The Art of Omnichannel Content Thinking
The secret to omnichannel thinking is viewing content as a channel-agnostic, holistic user journey that is personal, complex, and by no means linear. Customers, the media, and the everyday person on social media are potential brand users; but so are employees, the creative director, and the board of trustees.
As an agency, we keep telling fashion and luxury clients that the future of commerce is in connected content. The mainstreaming of creator-led live shopping marketplaces like TikTok Shop, AI-driven content creation tools, and an eternally evolving landscape of consumer product trends form a very real and ongoing threat to traditional retailers, particularly those with a monolithic, multichannel approach to content. Tech-fueled innovations have transformed content from information into a product. Content is itself a product and a commodity.

*ASSIGNED TASK*. Reproduce everything in the passage on omnichannel content thinking from "The Art of Omnichannel" down to "board of trustees.". None of the items after this note is required.

*DATASET RECORDS*.
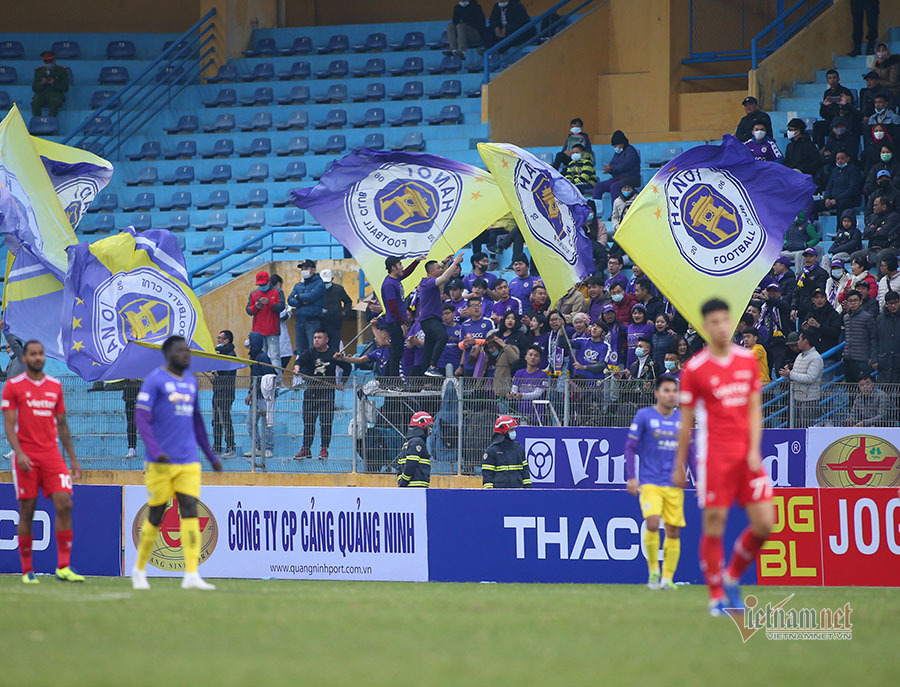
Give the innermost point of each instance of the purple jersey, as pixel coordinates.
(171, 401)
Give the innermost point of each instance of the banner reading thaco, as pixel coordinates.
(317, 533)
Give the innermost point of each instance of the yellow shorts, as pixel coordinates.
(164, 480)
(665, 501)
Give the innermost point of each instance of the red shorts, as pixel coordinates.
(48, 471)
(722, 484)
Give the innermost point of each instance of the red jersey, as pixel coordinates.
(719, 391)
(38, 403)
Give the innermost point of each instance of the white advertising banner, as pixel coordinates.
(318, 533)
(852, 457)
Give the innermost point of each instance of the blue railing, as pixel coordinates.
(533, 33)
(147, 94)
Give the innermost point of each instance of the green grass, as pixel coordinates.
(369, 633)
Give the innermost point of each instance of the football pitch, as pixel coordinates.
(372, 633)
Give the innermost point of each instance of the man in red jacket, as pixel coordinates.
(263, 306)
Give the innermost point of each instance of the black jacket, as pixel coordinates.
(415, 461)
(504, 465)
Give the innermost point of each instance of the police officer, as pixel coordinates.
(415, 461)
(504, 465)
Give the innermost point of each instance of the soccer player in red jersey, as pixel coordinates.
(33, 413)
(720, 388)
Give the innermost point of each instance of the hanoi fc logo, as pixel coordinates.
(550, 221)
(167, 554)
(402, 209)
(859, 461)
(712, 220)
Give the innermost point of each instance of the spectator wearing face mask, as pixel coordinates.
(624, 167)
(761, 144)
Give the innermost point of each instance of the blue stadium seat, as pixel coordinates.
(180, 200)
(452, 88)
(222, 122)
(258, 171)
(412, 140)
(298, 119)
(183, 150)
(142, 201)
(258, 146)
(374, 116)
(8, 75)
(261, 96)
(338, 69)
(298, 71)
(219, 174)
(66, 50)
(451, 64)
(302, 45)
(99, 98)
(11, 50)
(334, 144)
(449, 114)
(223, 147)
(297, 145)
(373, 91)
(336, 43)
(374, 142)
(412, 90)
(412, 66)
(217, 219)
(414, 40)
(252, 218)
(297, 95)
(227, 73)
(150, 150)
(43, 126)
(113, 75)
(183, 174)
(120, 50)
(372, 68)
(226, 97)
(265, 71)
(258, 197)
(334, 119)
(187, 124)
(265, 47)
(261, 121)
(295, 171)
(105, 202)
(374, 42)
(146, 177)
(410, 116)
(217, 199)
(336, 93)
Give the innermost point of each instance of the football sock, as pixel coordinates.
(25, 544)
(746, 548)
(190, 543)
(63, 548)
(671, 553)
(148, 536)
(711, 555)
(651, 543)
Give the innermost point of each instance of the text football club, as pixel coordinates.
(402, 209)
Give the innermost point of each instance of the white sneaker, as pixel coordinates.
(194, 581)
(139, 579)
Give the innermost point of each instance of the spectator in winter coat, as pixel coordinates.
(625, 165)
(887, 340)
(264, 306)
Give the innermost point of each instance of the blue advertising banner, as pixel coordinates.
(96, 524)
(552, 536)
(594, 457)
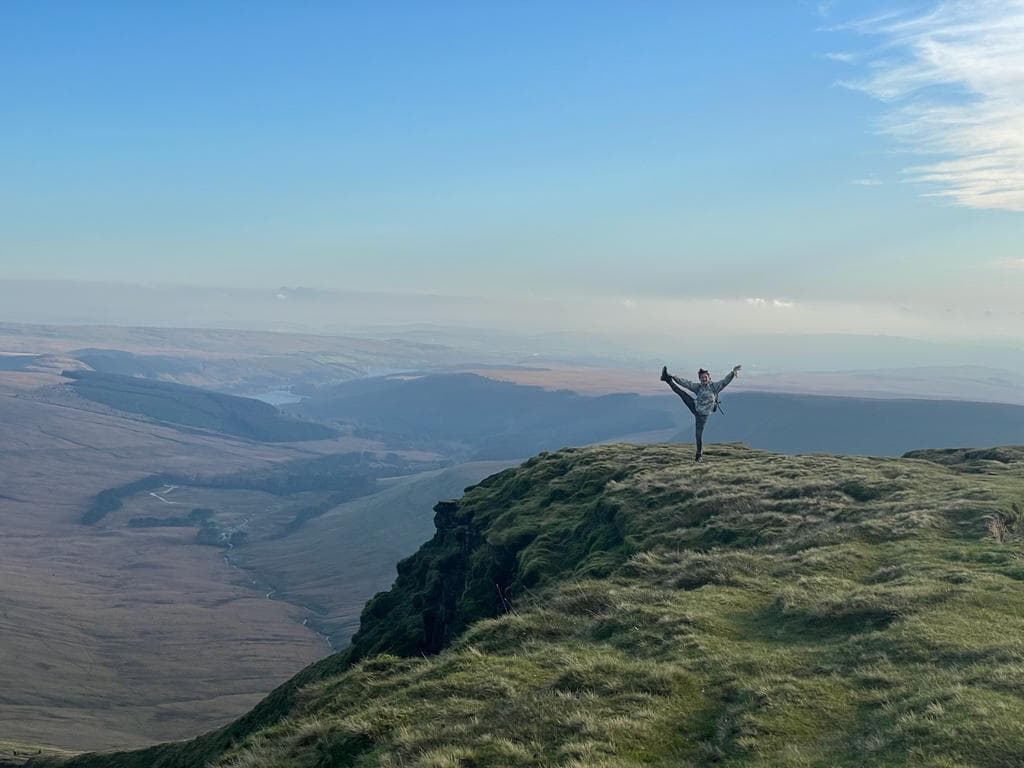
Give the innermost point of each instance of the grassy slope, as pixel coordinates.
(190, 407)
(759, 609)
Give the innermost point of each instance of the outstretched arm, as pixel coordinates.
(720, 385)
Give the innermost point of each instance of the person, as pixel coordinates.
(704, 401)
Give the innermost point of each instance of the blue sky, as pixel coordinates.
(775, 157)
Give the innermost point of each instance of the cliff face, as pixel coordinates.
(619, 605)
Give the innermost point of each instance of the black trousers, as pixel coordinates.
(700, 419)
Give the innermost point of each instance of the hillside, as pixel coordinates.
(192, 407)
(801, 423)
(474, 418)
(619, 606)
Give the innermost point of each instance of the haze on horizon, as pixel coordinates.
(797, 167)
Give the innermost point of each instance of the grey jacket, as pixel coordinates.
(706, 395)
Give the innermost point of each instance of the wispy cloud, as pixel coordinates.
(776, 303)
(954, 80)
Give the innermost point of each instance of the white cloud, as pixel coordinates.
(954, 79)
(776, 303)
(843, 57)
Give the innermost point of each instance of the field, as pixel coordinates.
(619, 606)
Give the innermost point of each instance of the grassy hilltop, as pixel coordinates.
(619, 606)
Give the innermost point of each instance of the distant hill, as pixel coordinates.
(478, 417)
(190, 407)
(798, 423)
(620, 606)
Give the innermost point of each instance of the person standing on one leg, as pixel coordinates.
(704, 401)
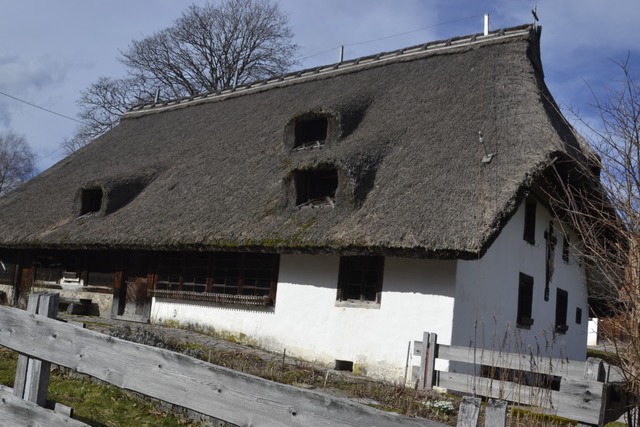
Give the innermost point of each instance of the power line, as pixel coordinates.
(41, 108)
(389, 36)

* * *

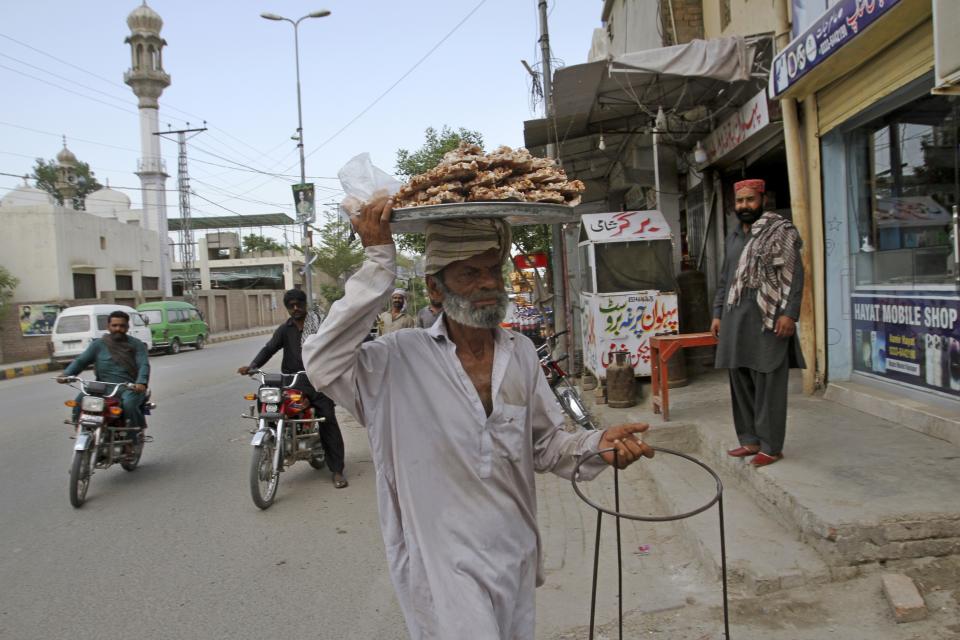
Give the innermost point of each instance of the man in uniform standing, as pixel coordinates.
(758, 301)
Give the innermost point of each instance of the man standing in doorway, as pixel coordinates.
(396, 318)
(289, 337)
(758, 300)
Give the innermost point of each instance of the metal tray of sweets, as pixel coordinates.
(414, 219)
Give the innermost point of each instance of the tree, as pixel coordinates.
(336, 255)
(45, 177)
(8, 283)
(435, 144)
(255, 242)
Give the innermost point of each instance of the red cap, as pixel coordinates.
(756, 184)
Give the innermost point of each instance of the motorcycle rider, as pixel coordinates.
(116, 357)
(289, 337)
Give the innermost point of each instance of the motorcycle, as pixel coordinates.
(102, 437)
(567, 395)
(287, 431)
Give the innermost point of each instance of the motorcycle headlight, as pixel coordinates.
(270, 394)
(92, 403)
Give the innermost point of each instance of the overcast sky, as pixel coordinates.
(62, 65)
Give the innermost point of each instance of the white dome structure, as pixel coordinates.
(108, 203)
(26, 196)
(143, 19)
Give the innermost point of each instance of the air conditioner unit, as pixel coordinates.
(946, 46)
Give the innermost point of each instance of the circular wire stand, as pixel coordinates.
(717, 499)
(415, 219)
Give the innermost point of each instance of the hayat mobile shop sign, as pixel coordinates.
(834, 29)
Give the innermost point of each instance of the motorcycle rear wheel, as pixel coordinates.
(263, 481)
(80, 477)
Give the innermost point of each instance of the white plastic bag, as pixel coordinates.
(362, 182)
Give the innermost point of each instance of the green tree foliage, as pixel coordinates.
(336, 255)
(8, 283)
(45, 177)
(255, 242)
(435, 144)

* * *

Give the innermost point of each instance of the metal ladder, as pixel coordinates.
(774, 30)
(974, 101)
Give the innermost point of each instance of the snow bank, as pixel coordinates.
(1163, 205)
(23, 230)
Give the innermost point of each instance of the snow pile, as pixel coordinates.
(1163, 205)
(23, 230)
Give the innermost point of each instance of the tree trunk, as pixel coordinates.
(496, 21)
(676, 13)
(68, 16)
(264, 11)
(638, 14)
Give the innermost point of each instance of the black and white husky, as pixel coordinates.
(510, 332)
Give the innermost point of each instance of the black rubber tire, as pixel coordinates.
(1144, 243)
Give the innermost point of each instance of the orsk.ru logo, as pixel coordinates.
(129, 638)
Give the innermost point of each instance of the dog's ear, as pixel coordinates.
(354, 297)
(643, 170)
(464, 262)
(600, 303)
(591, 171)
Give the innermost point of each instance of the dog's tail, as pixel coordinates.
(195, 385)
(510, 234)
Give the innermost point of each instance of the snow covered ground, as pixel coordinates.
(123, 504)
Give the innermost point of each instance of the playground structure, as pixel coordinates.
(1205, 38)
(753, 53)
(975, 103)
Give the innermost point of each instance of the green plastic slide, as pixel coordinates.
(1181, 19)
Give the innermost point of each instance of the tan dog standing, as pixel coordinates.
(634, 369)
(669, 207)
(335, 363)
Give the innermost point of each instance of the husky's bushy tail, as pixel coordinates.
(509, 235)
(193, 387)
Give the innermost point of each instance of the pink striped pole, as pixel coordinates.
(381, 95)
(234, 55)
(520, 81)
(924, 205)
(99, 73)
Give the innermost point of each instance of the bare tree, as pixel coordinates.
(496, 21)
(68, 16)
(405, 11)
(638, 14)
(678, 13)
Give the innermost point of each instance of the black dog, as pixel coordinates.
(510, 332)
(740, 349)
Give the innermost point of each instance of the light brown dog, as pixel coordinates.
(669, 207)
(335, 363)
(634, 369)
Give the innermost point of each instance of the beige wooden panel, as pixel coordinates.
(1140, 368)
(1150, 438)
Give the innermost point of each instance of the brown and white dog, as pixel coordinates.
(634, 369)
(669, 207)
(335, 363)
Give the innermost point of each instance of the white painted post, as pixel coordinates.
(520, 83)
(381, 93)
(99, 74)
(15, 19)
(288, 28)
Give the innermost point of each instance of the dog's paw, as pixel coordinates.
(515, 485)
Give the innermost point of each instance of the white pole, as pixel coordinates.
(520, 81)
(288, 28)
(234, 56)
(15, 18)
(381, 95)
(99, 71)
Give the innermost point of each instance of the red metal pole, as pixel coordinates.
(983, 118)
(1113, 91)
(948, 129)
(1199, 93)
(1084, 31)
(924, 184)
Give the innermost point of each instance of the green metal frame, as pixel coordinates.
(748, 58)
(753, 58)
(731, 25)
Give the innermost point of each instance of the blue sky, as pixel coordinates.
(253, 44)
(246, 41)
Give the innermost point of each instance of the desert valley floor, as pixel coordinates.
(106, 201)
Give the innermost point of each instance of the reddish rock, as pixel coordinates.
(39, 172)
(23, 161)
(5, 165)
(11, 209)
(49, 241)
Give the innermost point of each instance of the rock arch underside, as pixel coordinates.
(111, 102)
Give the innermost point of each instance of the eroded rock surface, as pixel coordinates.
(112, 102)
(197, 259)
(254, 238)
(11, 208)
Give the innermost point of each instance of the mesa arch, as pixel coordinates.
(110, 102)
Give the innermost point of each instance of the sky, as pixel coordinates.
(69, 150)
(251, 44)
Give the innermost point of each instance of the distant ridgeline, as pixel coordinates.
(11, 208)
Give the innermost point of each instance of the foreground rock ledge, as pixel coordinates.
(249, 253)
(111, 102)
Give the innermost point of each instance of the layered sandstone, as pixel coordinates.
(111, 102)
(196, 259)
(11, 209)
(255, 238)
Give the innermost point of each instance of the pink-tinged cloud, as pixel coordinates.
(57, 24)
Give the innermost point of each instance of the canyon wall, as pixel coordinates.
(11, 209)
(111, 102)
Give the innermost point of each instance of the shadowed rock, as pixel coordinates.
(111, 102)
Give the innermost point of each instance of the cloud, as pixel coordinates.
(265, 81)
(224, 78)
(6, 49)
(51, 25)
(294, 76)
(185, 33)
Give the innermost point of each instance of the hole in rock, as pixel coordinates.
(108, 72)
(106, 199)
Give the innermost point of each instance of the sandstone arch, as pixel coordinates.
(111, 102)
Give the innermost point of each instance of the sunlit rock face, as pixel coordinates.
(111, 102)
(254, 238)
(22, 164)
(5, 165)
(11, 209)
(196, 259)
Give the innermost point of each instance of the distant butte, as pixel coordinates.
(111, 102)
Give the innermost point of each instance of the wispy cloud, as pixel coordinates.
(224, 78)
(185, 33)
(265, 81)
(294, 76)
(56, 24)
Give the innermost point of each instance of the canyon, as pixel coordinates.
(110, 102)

*WRITTEN SOLUTION*.
The Art of Omnichannel Content Thinking
The secret to omnichannel thinking is viewing content as a channel-agnostic, holistic user journey that is personal, complex, and by no means linear. Customers, the media, and the everyday person on social media are potential brand users; but so are employees, the creative director, and the board of trustees.